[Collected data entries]
--------
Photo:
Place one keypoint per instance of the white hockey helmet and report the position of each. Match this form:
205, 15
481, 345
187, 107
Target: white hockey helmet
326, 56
--------
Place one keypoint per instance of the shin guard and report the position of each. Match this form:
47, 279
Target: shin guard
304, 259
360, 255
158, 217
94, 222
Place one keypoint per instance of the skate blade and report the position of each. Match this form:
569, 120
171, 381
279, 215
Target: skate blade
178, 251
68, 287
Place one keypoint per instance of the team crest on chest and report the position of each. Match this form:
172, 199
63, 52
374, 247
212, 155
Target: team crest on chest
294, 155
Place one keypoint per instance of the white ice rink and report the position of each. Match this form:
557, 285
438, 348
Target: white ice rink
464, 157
--------
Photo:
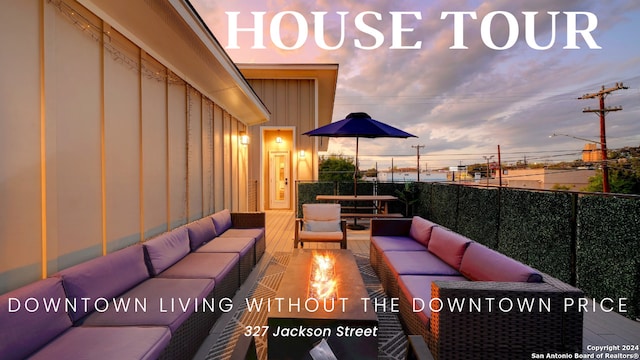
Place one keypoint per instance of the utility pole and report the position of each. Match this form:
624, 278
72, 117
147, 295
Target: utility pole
--------
Exercise brief: How many lines in the entries above contain the word "guard"? Case counts, so reply with the number alone.

Written solution: 2